*THE DATA*:
# # # # #
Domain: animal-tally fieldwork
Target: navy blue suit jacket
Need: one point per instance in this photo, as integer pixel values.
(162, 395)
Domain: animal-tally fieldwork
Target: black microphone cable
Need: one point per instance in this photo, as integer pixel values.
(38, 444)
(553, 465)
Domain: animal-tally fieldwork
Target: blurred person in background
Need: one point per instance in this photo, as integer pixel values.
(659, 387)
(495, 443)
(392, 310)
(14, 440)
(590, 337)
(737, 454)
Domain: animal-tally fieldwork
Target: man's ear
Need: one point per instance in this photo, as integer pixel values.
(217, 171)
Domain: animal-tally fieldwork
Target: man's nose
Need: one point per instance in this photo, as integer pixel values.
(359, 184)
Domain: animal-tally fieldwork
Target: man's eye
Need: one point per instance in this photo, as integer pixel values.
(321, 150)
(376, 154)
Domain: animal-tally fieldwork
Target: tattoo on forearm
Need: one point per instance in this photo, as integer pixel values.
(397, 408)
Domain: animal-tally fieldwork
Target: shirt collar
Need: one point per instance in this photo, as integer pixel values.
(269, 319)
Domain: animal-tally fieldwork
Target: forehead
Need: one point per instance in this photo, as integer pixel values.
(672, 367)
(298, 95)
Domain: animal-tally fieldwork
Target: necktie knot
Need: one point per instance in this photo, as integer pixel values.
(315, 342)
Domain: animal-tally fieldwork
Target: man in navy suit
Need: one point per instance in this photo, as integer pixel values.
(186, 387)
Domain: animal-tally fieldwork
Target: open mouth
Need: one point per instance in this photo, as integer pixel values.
# # # # #
*YOUR INSTRUCTIONS*: State how many lines of the data above contain the string "Target", treating uppercase and lowercase as distinct. Reply with the number alone.

*TASK RESPONSE*: 12